TASK DIRECTIONS:
Swap "pick planner" for "grasp planner" throughout the lines below and leave everything else as it is. Leave the pictures out of your copy.
* Begin ENTRIES PROVIDED *
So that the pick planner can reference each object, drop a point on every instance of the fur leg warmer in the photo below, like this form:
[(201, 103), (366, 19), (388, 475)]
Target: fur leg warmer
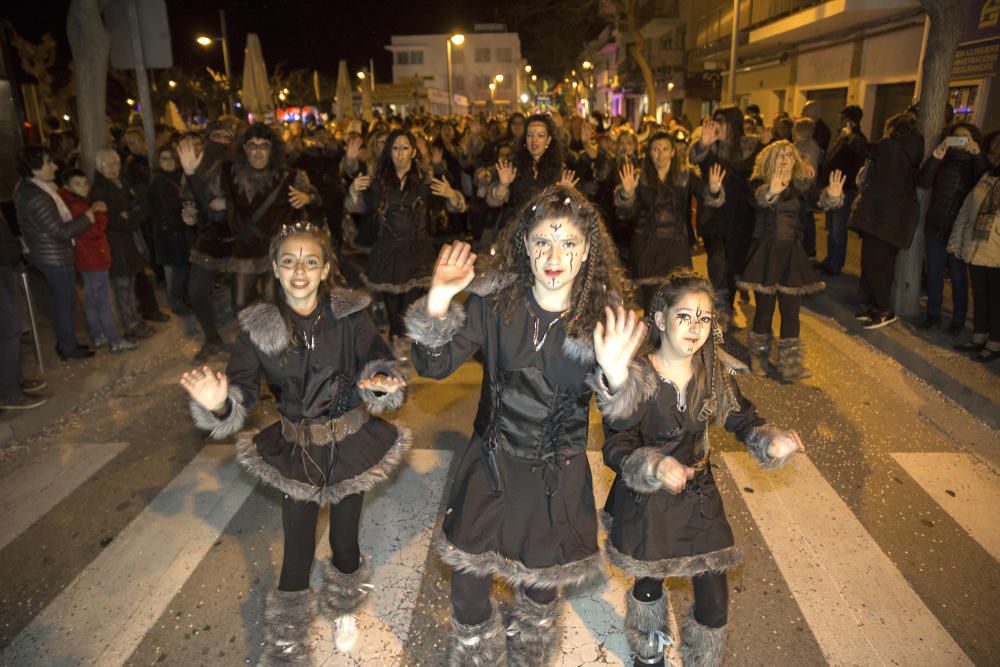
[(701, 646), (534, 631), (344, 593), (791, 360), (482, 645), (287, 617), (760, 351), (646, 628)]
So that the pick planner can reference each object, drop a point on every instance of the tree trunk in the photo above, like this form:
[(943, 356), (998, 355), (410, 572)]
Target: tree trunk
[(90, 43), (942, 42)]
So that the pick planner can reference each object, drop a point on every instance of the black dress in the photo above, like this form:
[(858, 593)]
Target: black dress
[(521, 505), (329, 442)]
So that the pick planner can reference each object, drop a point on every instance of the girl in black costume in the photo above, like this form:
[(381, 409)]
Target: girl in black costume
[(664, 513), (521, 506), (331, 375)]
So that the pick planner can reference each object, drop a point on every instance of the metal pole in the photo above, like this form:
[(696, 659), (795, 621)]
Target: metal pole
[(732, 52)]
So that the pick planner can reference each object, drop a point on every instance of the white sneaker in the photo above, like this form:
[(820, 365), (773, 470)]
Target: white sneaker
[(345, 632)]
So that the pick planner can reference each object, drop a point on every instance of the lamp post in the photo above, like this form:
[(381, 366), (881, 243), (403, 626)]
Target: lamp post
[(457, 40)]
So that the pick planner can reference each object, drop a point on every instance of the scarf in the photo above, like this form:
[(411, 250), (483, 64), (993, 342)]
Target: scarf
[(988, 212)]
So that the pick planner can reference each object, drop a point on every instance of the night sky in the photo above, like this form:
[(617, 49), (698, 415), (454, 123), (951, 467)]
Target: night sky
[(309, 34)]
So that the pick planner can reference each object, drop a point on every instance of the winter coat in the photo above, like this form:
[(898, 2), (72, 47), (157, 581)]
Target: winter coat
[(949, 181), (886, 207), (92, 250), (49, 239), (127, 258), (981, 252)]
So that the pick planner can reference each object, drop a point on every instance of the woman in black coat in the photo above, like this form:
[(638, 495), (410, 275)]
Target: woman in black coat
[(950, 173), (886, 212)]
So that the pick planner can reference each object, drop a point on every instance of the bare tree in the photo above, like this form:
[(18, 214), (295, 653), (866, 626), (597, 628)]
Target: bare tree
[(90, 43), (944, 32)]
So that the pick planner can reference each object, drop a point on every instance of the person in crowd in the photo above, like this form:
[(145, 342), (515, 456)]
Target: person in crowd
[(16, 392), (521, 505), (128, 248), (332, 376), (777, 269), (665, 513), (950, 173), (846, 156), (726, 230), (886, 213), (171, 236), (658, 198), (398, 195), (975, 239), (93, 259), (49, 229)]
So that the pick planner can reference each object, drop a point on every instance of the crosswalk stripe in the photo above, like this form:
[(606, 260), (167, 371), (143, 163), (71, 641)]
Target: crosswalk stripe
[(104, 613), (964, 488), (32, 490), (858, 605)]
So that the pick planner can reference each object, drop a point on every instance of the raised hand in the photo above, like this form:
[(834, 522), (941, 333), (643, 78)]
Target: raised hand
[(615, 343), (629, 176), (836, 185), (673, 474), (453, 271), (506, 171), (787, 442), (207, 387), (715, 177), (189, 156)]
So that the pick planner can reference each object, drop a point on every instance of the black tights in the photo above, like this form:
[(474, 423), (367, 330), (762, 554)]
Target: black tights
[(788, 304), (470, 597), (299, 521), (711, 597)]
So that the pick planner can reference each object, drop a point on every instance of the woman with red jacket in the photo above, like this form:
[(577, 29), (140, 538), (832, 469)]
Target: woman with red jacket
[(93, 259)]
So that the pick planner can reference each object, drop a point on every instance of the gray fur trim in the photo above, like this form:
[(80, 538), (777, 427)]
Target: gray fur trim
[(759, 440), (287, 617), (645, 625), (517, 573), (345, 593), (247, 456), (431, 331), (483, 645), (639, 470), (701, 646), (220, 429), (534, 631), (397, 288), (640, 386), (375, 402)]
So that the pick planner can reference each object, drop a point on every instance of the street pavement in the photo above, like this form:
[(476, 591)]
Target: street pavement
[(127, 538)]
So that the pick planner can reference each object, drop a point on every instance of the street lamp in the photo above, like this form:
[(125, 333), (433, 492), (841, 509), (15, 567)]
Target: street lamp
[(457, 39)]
* End ENTRIES PROVIDED *
CORRECT ANSWER:
So that the grasp planner can reference each object, drop a point on every instance of the fur leg warmer in the photo below, like this form:
[(201, 103), (366, 19), (388, 475)]
Target: fur leg warmer
[(701, 646), (534, 631), (344, 593), (791, 360), (482, 645), (287, 617), (760, 351), (646, 628)]
So that the grasp planner can reference each object, drop a point on every instance of the tree trunk in the photo above, like this form:
[(943, 356), (998, 355), (410, 572)]
Target: tree trunk
[(90, 43), (942, 42)]
So that the grasp planner can reference each object, drop a point on every instance of the black dress in the photo above, like this form:
[(858, 593)]
Target: black dress
[(521, 505), (329, 442)]
So that the grasp planner can reference each object, drop a point on every instance of the girl in black costume in the photo above, like this form:
[(381, 409)]
Target: girl in black costume
[(664, 513), (521, 506), (331, 375)]
So that the grasp planner can reference each object, drop a point on every instance of the metal pole in the photo above, like this form:
[(696, 659), (795, 621)]
Target: metal pole
[(732, 52)]
So that the grasp planner can reference each object, drop a point on every instance of the white sneaker in the photo above, like this form:
[(820, 365), (773, 470)]
Target: white sneaker
[(345, 632)]
So that the grasp planner can reference each object, drop a point on every instance of the lamp post in the photo above, like this form:
[(381, 366), (881, 243), (403, 626)]
Target: lamp post
[(457, 40)]
So that the grasp planner can reference each object, drop a point on every instance of the scarf in the photo above, like this form:
[(411, 250), (483, 64), (993, 342)]
Target: scarf
[(988, 212)]
So that the grasp planner can reference each object, drop a point on every instance of the night sky in the photo above, like this form:
[(617, 49), (698, 415), (454, 123), (951, 467)]
Target: night sky
[(309, 34)]
So that the grasp planner can reference each object, drop a point on every instance of the winter coat in the photo above, like this form:
[(898, 2), (72, 47), (157, 581)]
Target: winter coat
[(949, 181), (886, 207), (92, 250), (49, 239), (127, 258), (981, 252)]
So that the grasp planner can reference each object, drop a point on every instance of the woman in black coat in the photo above, like this form:
[(638, 495), (410, 275)]
Target: woman in black coat
[(950, 173), (886, 212)]
So that the grasp planner can reference each object, drop a point on every instance of the bare tree in the photo above, like this form:
[(18, 214), (295, 653), (866, 626), (597, 628)]
Target: bare tree
[(90, 43), (944, 32)]
So that the grasp planner can reference each object, drop a point on every instance of the person in crowd in the photo above, like this form:
[(145, 342), (515, 456)]
Target: person in crowd
[(16, 392), (521, 505), (128, 248), (332, 376), (777, 269), (665, 513), (950, 173), (846, 156), (726, 230), (886, 213), (171, 236), (658, 198), (398, 195), (975, 239), (93, 259), (49, 229)]
So that the grasp planner can reference each object, drop a point on every instance of the crosswalk stripe in the photo above, like this form:
[(606, 260), (167, 371), (143, 163), (71, 641)]
Target: crosswalk stripe
[(104, 613), (964, 488), (32, 490), (858, 605)]
So that the grasp planner can reference each object, drop a point on every instance of the raised hand in the photo above, like this form:
[(834, 522), (941, 333), (643, 78)]
Target: raised hand
[(615, 343), (629, 176), (836, 185), (673, 474), (453, 271), (506, 171), (787, 442), (207, 387), (715, 177), (189, 156)]
So that the grasp planner can reference each object, drop a point on every instance of the black tights in the photo above, like this form:
[(474, 423), (367, 330), (762, 554)]
Target: black tights
[(788, 304), (470, 597), (299, 521), (711, 597)]
So that the grasp planner can reference each object, drop a point on every instance of the woman with red jacket in the photo above, like this form:
[(577, 29), (140, 538), (832, 469)]
Target: woman with red jacket
[(93, 259)]
So that the grasp planner can reference each object, drop a point on every instance of the gray fur trim in the photo above, like this form:
[(80, 538), (777, 427)]
Target: gray fur trim
[(759, 440), (287, 617), (645, 625), (517, 573), (345, 593), (247, 456), (431, 331), (483, 645), (639, 470), (701, 646), (220, 429), (534, 631), (397, 288), (640, 386), (375, 402)]
So that the grasp planner can reference each object, drop a point on every instance of the street pavement in the photo above, like this form:
[(476, 591)]
Target: street pavement
[(127, 538)]
So that the grasp planner can reference each object, drop a point on every instance of the street lamp in the photo above, like this form:
[(125, 333), (433, 492), (841, 509), (15, 567)]
Target: street lamp
[(457, 39)]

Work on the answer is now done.